Document extract ::
========
Vic inquiry damning but ‘courageous’ premier refuses to resign
DANIEL Andrews says it would be “cowardice’’ for him to resign, after a sharply critical inquiry found his government failed to meet its responsibilities over the bungles in the hotel quarantine program that ultimately killed 801 people.
Blaming former health minister Jenny Mikakos and former DHHS secretary Kym Peake, Mr Andrews said he would not be “cutting and running’’ after former judge Jennifer Coate found the government’s failure to identify who decided to hire private security guards was at odds with the Westminster system of responsible government.
Acknowledging there would be “people missing from the Christmas table on Friday’’ as a result of the failures that sparked Victoria’s second wave of COVID-19, Mr Andrews said he was sorry for mistakes and would adopt all 81 recommendations: “I’m accountable, I’m a leader of the state but that cutting and running thing, that’s not accountability, that’s cowardice and you won’t get that from me,’’ he said.
========
Image-grounded pointing data:
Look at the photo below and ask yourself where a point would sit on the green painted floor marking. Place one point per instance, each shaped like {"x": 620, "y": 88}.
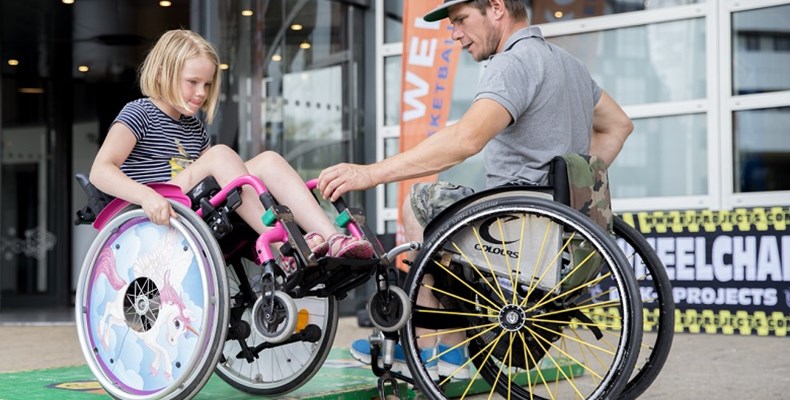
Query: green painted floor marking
{"x": 341, "y": 377}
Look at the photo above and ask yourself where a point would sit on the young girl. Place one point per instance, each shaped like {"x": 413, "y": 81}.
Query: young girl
{"x": 159, "y": 139}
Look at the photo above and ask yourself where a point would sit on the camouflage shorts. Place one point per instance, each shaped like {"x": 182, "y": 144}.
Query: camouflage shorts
{"x": 428, "y": 199}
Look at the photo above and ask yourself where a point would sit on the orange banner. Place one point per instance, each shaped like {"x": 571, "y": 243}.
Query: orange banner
{"x": 430, "y": 57}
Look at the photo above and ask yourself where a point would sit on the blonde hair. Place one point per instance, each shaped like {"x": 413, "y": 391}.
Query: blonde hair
{"x": 160, "y": 73}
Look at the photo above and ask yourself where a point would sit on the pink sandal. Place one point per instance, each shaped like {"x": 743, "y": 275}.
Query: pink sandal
{"x": 318, "y": 245}
{"x": 341, "y": 245}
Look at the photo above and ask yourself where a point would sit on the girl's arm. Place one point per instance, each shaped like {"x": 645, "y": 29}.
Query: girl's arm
{"x": 107, "y": 176}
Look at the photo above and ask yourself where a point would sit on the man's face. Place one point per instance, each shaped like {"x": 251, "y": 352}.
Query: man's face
{"x": 474, "y": 31}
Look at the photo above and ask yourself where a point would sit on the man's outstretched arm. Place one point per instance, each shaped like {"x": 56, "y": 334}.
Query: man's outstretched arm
{"x": 611, "y": 127}
{"x": 447, "y": 147}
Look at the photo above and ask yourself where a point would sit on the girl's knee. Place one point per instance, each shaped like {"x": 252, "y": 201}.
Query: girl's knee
{"x": 221, "y": 153}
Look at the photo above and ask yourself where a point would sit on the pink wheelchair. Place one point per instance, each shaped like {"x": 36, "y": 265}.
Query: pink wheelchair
{"x": 159, "y": 308}
{"x": 548, "y": 301}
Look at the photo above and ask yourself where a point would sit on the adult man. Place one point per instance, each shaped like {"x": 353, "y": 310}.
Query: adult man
{"x": 534, "y": 102}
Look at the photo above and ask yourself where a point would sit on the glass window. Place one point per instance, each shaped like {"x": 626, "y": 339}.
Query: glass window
{"x": 393, "y": 21}
{"x": 645, "y": 64}
{"x": 665, "y": 156}
{"x": 760, "y": 50}
{"x": 391, "y": 147}
{"x": 392, "y": 82}
{"x": 288, "y": 85}
{"x": 761, "y": 149}
{"x": 543, "y": 11}
{"x": 465, "y": 86}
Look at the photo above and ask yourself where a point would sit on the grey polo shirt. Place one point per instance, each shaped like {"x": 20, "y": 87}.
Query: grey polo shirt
{"x": 550, "y": 96}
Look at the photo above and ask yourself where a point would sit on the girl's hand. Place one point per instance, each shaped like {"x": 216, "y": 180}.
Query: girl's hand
{"x": 158, "y": 209}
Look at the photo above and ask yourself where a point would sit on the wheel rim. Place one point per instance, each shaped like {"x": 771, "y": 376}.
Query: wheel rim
{"x": 148, "y": 313}
{"x": 535, "y": 320}
{"x": 286, "y": 367}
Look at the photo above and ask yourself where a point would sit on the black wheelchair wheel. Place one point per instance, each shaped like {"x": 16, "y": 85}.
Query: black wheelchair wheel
{"x": 522, "y": 278}
{"x": 659, "y": 308}
{"x": 252, "y": 363}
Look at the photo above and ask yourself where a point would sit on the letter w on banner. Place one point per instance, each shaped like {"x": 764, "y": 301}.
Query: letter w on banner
{"x": 429, "y": 58}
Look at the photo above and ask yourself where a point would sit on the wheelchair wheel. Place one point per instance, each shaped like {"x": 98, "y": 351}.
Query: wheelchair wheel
{"x": 659, "y": 308}
{"x": 151, "y": 306}
{"x": 522, "y": 278}
{"x": 255, "y": 365}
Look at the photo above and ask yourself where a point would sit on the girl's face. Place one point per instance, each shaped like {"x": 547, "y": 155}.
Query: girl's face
{"x": 196, "y": 80}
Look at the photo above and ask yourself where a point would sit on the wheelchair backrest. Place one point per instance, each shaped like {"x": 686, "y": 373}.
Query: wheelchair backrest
{"x": 582, "y": 183}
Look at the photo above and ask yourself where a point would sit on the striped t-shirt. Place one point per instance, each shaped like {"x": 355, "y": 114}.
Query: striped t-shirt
{"x": 164, "y": 146}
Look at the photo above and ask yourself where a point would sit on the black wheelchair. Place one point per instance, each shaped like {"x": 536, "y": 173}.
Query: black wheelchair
{"x": 159, "y": 308}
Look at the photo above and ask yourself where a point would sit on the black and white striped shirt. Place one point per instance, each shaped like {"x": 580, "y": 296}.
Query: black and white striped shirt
{"x": 164, "y": 146}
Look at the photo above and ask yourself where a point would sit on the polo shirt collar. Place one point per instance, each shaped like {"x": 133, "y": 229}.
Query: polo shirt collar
{"x": 530, "y": 31}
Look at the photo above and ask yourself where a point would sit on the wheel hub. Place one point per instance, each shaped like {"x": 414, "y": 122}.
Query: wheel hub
{"x": 141, "y": 304}
{"x": 512, "y": 318}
========
Questions ::
1. In the article on the Victorian hotel quarantine inquiry, why does Daniel Andrews say he will not resign? Answer in one to three sentences.
2. Resume the article on the Victorian hotel quarantine inquiry, starting right after its final sentence.

Answers by item ::
1. Andrews says that "cutting and running" would not be accountability but cowardice. He calls himself accountable as the state's leader and says he will apologize and adopt all 81 recommendations rather than step down.

2.
Deeply disappointed Sebastian Agnello, whose mother Carmela, 92, died during the second wave, said the inquiry was “not worth the paper that it’s written on”.
“He knows this inquiry was a farce,” Mr Agnello said.
Ms Coate found the decision to hire private security guards could not be traced to any individual, and did not happen at ministerial level.
But she criticised that Mr Andrews, Ms Mikakos, Police Minister Lisa Neville and Jobs Minister Martin Pakula had no “active role in, or oversight of’’ how hotel quarantine would be enforced.
“On its face, this was at odds with any normal application of the principles of the Westminster system of responsible government,’’ she found.
Ms Coate also found the fact that 70,000 documents failed to identify who had made the decision would likely “shock the public’’.